Document passage Block Start
In his own words: Urban actors and designers use heterotopias to combine enclaves and armatures, making new hybrids that they hope will have special advantages and accommodate change or difference in the city. Michel Foucault, the French philosopher who introduced the term to architects in the 1960s, was especially interested in the heterotopias used to bring modernism into traditional societies not based on modern science, organised by custom, magic or belief in different hierarchical systems. Foucault emphasised that heterotopias were often miniature models of an urban ecology, a small city within a city. Also the actors in charge often reversed significant codes inside the heterotopia. If the city was chaotic, for instance, then actors sought order, calm and control within the perimeter of the heterotopia. The other distinguishing characteristic of the heterotopia was its multiple actors, each with their own spaces and codes, all within one perimeter. This contrasted with a modern enclave that tended to be monofunctional – a business park, for instance, without other uses. Multiple actors could interact inside the heterotopia, try new combinations and experiment, without disturbingthe whole urban ecology. (Shane, 2011, p.37)
Document passage Block End
Data extract Block Start
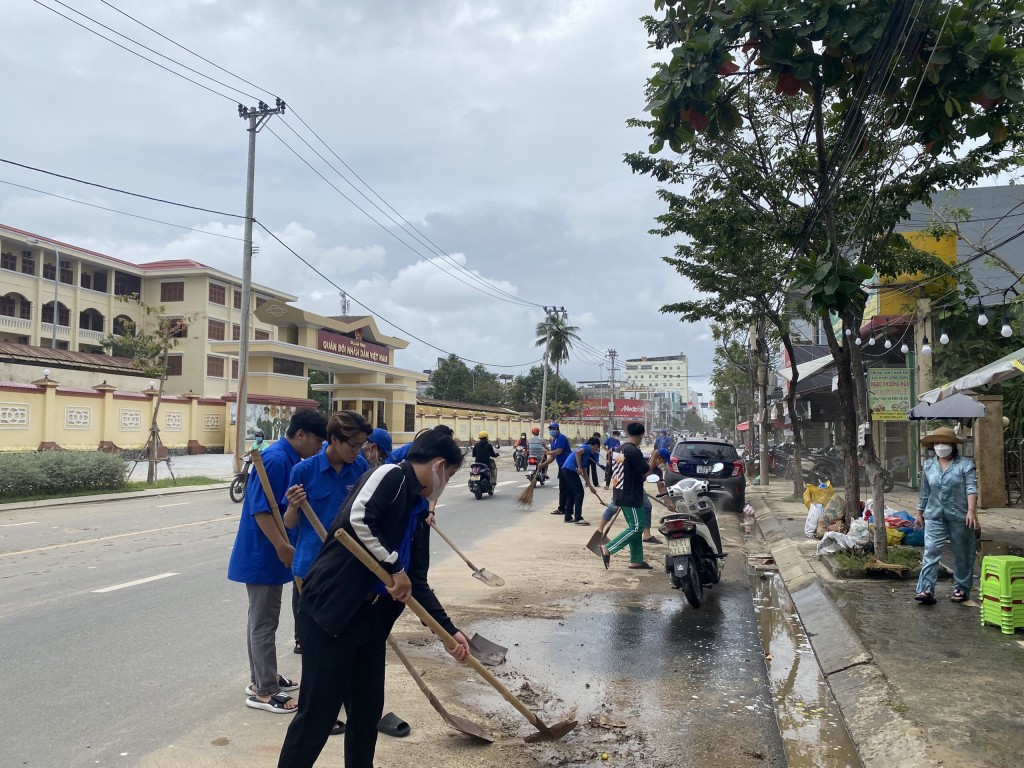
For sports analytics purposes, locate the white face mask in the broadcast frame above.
[427,460,447,502]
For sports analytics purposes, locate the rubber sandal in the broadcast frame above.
[246,693,299,715]
[246,675,299,696]
[377,712,412,738]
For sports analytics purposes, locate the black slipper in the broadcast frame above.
[377,712,412,738]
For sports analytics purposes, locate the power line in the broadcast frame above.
[0,178,243,241]
[253,219,542,368]
[0,157,245,219]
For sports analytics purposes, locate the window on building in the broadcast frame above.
[273,357,306,376]
[206,317,227,341]
[160,281,185,301]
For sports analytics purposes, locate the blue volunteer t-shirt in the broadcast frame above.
[562,442,597,472]
[227,437,300,584]
[288,444,370,579]
[551,432,572,469]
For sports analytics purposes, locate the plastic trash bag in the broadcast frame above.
[817,530,857,555]
[804,501,822,539]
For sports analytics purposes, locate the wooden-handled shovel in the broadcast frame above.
[335,528,578,743]
[433,522,505,587]
[292,501,495,743]
[249,450,302,592]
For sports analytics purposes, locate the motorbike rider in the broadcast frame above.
[473,431,498,485]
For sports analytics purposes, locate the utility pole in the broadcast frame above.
[234,98,285,471]
[608,349,618,432]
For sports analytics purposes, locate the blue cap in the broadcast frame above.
[367,427,391,457]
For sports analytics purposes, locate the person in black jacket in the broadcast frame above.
[278,430,469,768]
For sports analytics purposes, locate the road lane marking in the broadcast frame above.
[92,573,180,595]
[0,515,237,559]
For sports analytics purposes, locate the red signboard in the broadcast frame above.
[583,397,647,421]
[316,328,391,366]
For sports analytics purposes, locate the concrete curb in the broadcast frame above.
[746,486,933,768]
[0,481,231,512]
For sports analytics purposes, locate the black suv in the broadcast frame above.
[665,437,746,512]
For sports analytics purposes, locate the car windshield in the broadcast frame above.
[674,442,739,462]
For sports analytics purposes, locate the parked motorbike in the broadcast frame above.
[647,473,725,608]
[512,445,526,472]
[526,456,548,485]
[227,457,253,504]
[469,462,495,500]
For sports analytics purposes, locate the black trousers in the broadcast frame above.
[558,469,584,520]
[278,596,397,768]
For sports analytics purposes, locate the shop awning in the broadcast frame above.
[918,348,1024,402]
[906,393,988,420]
[778,354,836,381]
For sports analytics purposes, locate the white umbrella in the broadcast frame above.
[918,348,1024,402]
[906,393,988,419]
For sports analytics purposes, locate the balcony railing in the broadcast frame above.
[39,323,71,339]
[0,314,32,331]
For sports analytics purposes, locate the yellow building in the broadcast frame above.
[0,226,424,452]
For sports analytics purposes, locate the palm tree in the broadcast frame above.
[537,311,580,411]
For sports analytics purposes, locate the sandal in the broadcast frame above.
[246,692,299,715]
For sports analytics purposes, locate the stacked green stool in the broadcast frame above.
[981,555,1024,635]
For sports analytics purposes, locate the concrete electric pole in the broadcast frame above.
[234,98,285,471]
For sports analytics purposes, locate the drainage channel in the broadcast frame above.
[751,570,862,768]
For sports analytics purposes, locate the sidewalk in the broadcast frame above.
[746,483,1024,768]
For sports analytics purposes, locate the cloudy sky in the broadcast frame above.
[0,0,713,391]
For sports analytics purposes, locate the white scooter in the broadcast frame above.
[647,464,725,608]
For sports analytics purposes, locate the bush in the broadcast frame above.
[0,451,128,501]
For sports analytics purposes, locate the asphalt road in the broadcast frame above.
[0,462,784,768]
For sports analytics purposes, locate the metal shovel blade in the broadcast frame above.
[473,568,505,587]
[387,635,495,744]
[469,634,509,667]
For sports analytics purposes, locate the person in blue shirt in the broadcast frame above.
[913,427,981,605]
[227,411,327,714]
[558,437,601,525]
[542,421,572,517]
[604,429,623,489]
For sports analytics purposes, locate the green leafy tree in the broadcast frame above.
[630,0,1024,536]
[99,294,198,484]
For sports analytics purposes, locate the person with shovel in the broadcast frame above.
[278,429,469,768]
[227,411,327,715]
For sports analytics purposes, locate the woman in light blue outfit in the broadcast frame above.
[913,427,980,605]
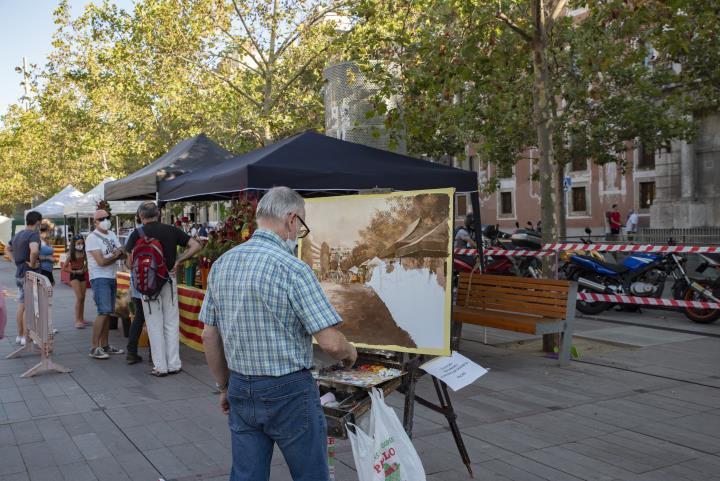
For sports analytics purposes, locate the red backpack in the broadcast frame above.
[132,227,170,301]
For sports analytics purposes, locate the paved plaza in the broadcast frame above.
[0,262,720,481]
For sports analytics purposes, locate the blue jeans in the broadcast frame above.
[228,370,330,481]
[90,277,117,316]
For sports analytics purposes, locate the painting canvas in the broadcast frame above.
[299,189,454,355]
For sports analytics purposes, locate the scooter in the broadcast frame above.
[673,254,720,324]
[570,248,692,315]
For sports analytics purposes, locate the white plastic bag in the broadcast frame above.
[348,389,425,481]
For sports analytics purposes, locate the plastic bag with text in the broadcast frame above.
[348,389,425,481]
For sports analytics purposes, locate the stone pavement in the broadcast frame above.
[0,262,720,481]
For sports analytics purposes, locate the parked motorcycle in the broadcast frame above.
[570,248,696,315]
[674,254,720,324]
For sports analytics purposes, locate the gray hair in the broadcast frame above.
[255,187,305,220]
[138,201,160,219]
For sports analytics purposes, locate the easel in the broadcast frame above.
[398,354,475,478]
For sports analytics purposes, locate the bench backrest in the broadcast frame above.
[455,272,575,320]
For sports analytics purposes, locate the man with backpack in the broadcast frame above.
[125,202,202,377]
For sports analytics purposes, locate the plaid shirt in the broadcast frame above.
[200,229,341,376]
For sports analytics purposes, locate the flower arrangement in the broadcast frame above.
[199,194,258,268]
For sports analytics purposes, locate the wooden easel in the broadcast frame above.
[398,354,474,478]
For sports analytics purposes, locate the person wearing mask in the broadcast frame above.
[85,209,125,359]
[63,234,89,329]
[625,209,639,242]
[40,224,55,286]
[8,210,42,346]
[199,187,357,481]
[125,202,202,377]
[608,204,621,238]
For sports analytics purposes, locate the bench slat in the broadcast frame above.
[460,272,569,292]
[457,298,566,319]
[457,283,567,302]
[456,288,567,308]
[453,307,555,334]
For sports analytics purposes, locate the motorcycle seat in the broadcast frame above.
[576,254,630,274]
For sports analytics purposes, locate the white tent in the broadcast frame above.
[64,177,142,217]
[25,185,83,219]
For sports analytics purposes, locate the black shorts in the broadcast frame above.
[70,273,85,282]
[40,270,55,285]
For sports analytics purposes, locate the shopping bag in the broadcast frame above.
[349,389,425,481]
[0,290,7,339]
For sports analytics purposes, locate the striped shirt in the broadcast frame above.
[200,229,341,376]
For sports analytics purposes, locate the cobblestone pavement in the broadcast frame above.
[0,262,720,481]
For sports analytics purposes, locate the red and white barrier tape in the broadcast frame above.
[454,243,720,257]
[577,292,720,309]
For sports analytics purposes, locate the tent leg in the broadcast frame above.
[470,191,485,272]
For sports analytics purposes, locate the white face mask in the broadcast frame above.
[285,239,297,255]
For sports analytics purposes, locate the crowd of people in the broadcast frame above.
[8,202,202,377]
[10,187,357,481]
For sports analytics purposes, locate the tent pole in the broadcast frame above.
[470,190,485,272]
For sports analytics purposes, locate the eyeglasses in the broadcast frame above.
[295,214,310,239]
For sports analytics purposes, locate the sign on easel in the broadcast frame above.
[7,272,72,378]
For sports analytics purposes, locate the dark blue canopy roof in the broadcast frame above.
[159,132,478,202]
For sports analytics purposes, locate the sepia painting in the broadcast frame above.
[299,189,454,355]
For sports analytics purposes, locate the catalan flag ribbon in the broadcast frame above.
[178,284,205,352]
[116,272,205,352]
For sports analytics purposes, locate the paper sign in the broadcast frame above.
[420,351,488,391]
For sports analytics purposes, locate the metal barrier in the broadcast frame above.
[7,272,72,377]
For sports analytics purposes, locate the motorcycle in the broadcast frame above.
[558,227,605,279]
[673,254,720,324]
[570,248,706,315]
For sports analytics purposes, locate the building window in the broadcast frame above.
[572,187,587,213]
[570,156,587,172]
[500,192,512,216]
[497,164,514,179]
[638,145,655,170]
[640,182,655,209]
[455,195,468,217]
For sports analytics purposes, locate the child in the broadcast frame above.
[63,234,89,329]
[40,224,55,286]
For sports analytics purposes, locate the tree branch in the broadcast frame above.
[272,43,330,106]
[275,2,349,58]
[168,52,262,108]
[216,23,267,75]
[232,0,268,66]
[545,0,568,32]
[495,12,532,42]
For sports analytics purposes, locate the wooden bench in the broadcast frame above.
[453,272,577,365]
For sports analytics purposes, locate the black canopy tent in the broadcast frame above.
[158,131,483,262]
[105,134,234,200]
[158,132,478,202]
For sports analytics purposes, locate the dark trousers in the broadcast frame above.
[127,297,145,354]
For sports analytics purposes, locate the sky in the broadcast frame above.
[0,0,134,115]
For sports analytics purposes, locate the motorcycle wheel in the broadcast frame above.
[572,271,610,316]
[683,285,720,324]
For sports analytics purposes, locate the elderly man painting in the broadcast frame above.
[200,187,357,481]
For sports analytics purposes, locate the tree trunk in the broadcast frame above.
[532,0,561,246]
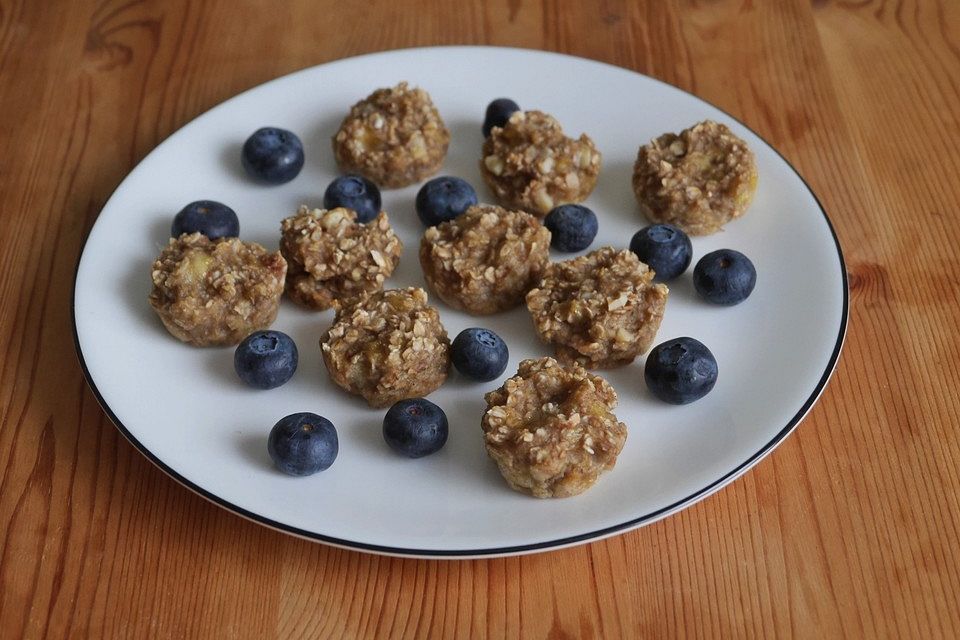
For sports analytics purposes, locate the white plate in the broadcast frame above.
[74,47,847,557]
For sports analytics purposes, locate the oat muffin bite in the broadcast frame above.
[280,206,403,311]
[420,205,550,315]
[633,120,757,236]
[480,111,600,218]
[333,82,450,189]
[149,233,287,347]
[527,247,668,369]
[320,287,450,407]
[481,358,627,498]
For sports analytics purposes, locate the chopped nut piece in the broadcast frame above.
[633,120,757,236]
[481,358,627,498]
[320,287,450,407]
[527,247,668,368]
[280,206,403,311]
[480,111,600,218]
[420,205,550,315]
[333,82,450,189]
[149,233,287,347]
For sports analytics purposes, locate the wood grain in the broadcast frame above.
[0,0,960,639]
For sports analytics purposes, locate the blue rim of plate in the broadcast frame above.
[70,45,850,559]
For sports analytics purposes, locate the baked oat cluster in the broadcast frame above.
[480,111,600,218]
[320,287,450,407]
[149,233,287,347]
[333,82,450,189]
[633,120,757,236]
[481,358,627,498]
[280,206,403,311]
[420,205,550,315]
[527,247,668,369]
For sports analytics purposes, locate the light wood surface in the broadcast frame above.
[0,0,960,639]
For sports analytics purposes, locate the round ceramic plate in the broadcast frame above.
[74,47,847,557]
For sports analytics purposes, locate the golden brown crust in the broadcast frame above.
[333,82,450,189]
[527,247,668,369]
[280,206,403,311]
[480,111,601,218]
[633,120,757,236]
[420,205,550,315]
[481,358,627,498]
[320,287,450,407]
[149,233,287,347]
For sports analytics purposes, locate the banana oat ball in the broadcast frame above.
[633,120,757,236]
[527,247,668,369]
[481,358,627,498]
[149,233,287,347]
[280,206,403,311]
[480,111,600,218]
[333,82,450,189]
[320,287,450,407]
[420,205,550,315]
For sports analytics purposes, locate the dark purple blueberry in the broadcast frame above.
[643,338,717,404]
[323,174,381,222]
[383,398,449,458]
[240,127,303,184]
[170,200,240,240]
[630,224,693,282]
[416,176,477,227]
[450,327,510,382]
[543,204,598,253]
[233,331,300,389]
[483,98,520,138]
[267,413,340,476]
[693,249,757,306]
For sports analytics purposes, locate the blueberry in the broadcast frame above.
[383,398,449,458]
[416,176,477,227]
[233,331,300,389]
[323,174,381,222]
[643,338,717,404]
[483,98,520,138]
[170,200,240,240]
[267,413,340,476]
[630,224,693,282]
[543,204,597,253]
[240,127,303,184]
[450,327,510,382]
[693,249,757,306]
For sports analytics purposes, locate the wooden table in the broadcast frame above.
[0,0,960,638]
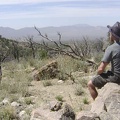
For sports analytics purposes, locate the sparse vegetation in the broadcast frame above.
[75,85,85,96]
[43,81,52,87]
[55,95,63,102]
[0,34,107,120]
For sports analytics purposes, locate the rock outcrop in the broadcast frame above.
[30,102,75,120]
[77,83,120,120]
[32,61,58,81]
[31,83,120,120]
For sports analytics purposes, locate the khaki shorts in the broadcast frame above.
[92,71,120,88]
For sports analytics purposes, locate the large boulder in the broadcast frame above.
[32,61,58,81]
[77,83,120,120]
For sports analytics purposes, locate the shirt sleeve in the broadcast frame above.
[101,47,112,63]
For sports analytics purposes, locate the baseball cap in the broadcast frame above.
[107,22,120,39]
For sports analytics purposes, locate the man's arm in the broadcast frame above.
[97,62,109,75]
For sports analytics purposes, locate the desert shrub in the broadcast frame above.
[55,95,64,102]
[0,105,19,120]
[43,81,52,87]
[25,97,33,105]
[74,85,84,96]
[78,78,88,87]
[39,49,48,59]
[83,97,89,104]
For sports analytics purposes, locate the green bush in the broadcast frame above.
[75,85,84,96]
[55,95,63,102]
[0,105,19,120]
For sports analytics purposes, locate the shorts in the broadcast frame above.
[92,71,120,89]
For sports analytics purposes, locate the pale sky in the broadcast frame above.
[0,0,120,29]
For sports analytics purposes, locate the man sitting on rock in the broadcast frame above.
[88,22,120,100]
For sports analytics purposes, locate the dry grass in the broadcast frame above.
[0,56,94,118]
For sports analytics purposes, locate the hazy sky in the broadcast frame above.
[0,0,120,29]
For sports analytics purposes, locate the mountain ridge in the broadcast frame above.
[0,24,108,41]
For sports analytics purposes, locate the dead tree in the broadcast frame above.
[0,46,9,82]
[35,27,97,65]
[25,36,35,58]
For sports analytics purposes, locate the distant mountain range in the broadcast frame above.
[0,24,108,41]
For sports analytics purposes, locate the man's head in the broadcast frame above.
[107,22,120,41]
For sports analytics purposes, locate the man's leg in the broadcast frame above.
[88,80,98,100]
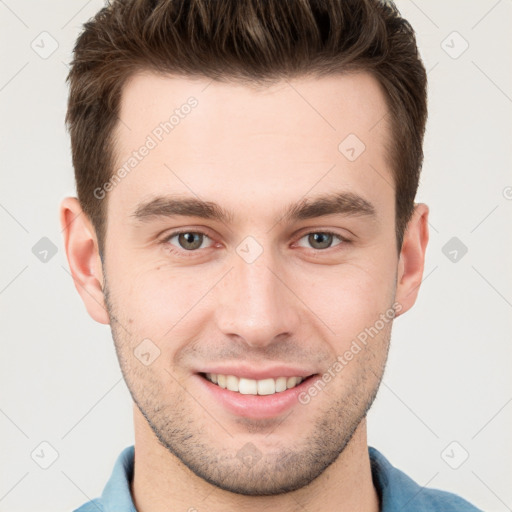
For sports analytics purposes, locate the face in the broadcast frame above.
[92,73,414,495]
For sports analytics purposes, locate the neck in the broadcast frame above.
[131,407,380,512]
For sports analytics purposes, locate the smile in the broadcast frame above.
[203,373,304,395]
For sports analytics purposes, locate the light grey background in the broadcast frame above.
[0,0,512,512]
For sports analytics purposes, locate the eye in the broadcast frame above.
[165,231,211,251]
[298,231,345,250]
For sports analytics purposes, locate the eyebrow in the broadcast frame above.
[132,192,377,223]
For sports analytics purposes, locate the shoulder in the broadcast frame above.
[73,498,105,512]
[368,447,482,512]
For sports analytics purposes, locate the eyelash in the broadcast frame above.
[161,229,350,257]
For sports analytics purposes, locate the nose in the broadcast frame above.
[216,243,301,348]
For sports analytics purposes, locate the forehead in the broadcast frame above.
[109,72,393,220]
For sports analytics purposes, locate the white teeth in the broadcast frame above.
[276,377,288,393]
[205,373,304,395]
[226,375,238,391]
[238,379,258,395]
[258,379,276,395]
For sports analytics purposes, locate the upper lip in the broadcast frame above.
[199,364,316,380]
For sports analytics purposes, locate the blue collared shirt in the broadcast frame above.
[74,445,482,512]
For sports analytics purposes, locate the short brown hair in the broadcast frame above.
[66,0,427,255]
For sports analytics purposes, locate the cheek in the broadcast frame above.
[113,264,216,340]
[296,263,394,342]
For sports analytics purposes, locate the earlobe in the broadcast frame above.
[395,203,429,316]
[60,197,110,324]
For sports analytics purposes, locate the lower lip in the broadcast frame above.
[196,374,316,419]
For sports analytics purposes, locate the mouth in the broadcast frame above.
[200,373,312,395]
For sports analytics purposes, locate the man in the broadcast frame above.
[61,0,477,512]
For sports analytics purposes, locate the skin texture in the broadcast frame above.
[61,73,428,512]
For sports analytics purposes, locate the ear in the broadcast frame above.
[60,197,110,324]
[395,203,429,316]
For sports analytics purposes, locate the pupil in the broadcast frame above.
[309,233,332,249]
[179,233,202,250]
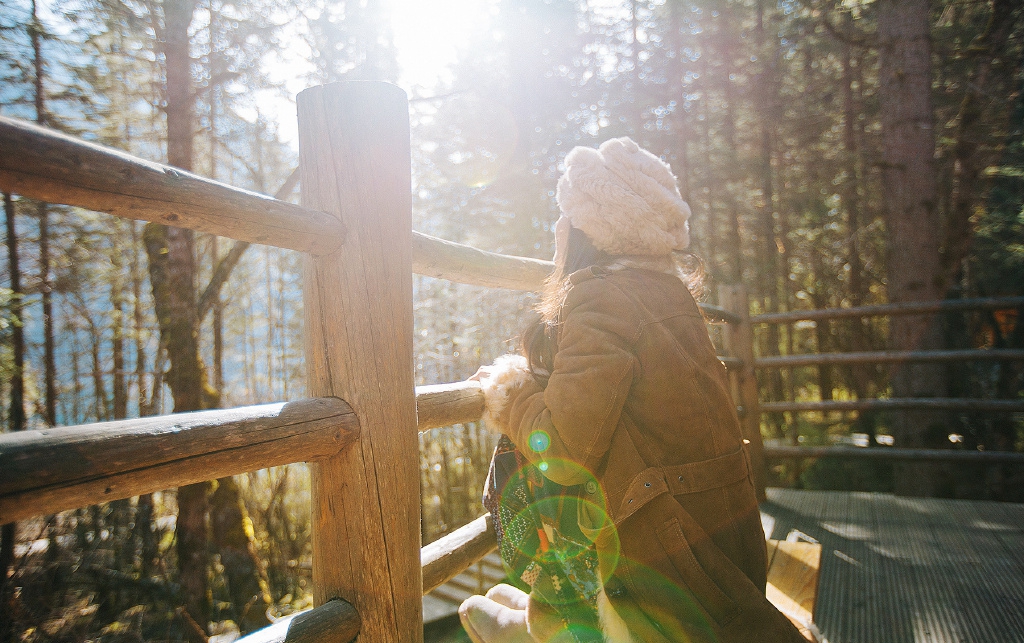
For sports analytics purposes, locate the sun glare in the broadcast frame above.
[260,0,495,147]
[391,0,494,92]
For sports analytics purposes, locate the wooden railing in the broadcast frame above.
[751,297,1024,464]
[0,83,1016,643]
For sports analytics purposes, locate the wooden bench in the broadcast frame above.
[766,539,821,641]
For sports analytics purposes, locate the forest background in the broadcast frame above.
[0,0,1024,641]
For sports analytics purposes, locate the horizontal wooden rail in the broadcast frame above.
[420,514,498,594]
[765,444,1024,464]
[239,514,498,643]
[761,397,1024,413]
[697,302,743,324]
[0,397,358,522]
[0,117,345,254]
[237,598,361,643]
[751,297,1024,324]
[413,231,555,291]
[416,382,483,431]
[754,349,1024,369]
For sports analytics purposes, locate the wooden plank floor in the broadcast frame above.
[761,488,1024,643]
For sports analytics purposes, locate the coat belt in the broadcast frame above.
[614,440,750,524]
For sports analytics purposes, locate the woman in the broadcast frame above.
[460,138,803,643]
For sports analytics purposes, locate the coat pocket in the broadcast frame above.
[657,518,739,626]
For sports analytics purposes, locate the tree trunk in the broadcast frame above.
[0,192,25,643]
[152,0,216,643]
[210,477,271,634]
[111,222,128,420]
[31,0,57,426]
[878,0,949,496]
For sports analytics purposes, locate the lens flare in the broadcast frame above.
[528,429,551,454]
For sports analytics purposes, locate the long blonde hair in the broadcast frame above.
[520,227,705,386]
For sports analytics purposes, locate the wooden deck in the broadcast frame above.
[762,488,1024,643]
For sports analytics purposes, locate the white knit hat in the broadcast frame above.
[555,137,690,256]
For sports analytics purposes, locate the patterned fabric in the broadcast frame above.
[483,435,603,643]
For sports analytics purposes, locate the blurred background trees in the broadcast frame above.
[0,0,1024,641]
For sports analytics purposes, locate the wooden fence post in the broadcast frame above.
[718,284,768,501]
[298,82,423,643]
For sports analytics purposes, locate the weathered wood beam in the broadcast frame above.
[413,232,555,291]
[416,382,483,431]
[297,82,423,643]
[0,397,358,522]
[754,349,1024,369]
[765,445,1024,464]
[761,397,1024,413]
[420,514,498,594]
[751,297,1024,324]
[237,598,361,643]
[0,117,345,255]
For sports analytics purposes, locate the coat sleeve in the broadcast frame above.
[506,280,638,484]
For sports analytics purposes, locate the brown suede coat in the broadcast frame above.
[499,267,803,642]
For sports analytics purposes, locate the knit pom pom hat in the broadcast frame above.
[555,137,690,256]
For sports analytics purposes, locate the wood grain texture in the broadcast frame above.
[416,382,483,431]
[718,285,768,502]
[751,297,1024,324]
[754,348,1024,369]
[237,598,360,643]
[0,117,344,254]
[765,445,1024,465]
[761,397,1024,413]
[420,514,498,594]
[0,397,358,521]
[298,82,423,643]
[413,232,555,291]
[766,540,821,626]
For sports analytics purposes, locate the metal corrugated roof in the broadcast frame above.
[762,488,1024,643]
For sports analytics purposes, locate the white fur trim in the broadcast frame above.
[597,588,633,643]
[555,137,690,256]
[480,354,534,433]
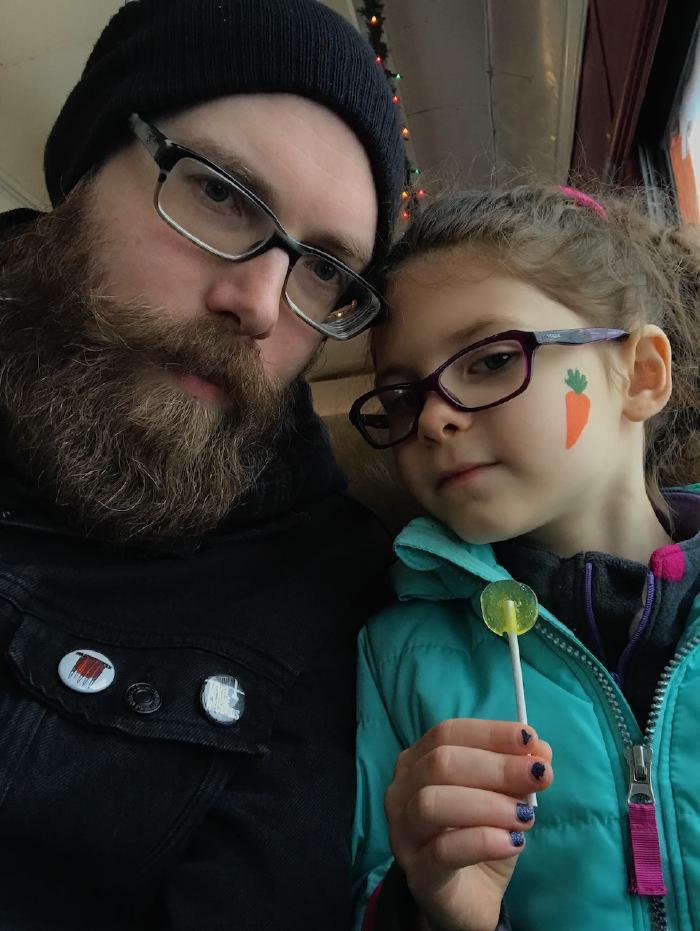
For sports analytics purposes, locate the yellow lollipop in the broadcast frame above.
[481,579,537,635]
[481,579,537,805]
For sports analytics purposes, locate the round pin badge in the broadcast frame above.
Data extract Block End
- **Problems to solve**
1. For each statement, say yes or no on whether the heterotopias passage supports it, and quote the deciding words from it: (a) Foucault introduced the term to architects in the 1960s. (b) A modern enclave tended to hold many different uses. (c) In a chaotic city, actors sought order and calm within the heterotopia.
2. Please carry on the heterotopias passage from its last sentence with one more paragraph.
The records have nothing to do with this.

- **Expected results**
1.
(a) Yes: "Michel Foucault, the French philosopher who introduced the term to architects in the 1960s"
(b) No: "a modern enclave that tended to be monofunctional – a business park, for instance, without other uses"
(c) Yes: "If the city was chaotic, for instance, then actors sought order, calm and control within the perimeter of the heterotopia."

2.
Based in the concept of the three elements he also introduces three models of the city design with “recombinations” of the three urban elements. The domination of one of the elements characterizes the model itself. For these new city models, he gives the urban equipment used, but also some examples for us to understand: • Archi Citta: Enclaves dominate armatures, system must have heterotopic space. Urban equipment are such as the Main Square, gates, markets, temples etc. Some Archi Cittas are ancient city of Pompeii or Timgad • Cine Citta: Armature dominates system. Urban equipment are such as a highway grid, arcades, malls, boulevards. Planed cities based on this model are Copenhagen or Upper West Side neighbourhood in New York • Tele Citta: Heterotopias dominate system. Urban equipment are themed space or district, gated enclosure or historic district, entertainment district etc. The urban design movement of New Urbanism uses the same methods as Tele Citta. Time Square in New York, Disneyland, Christiania in Copenhagen or even the late Kowloon Walled City in Hong Kong are some examples of this model.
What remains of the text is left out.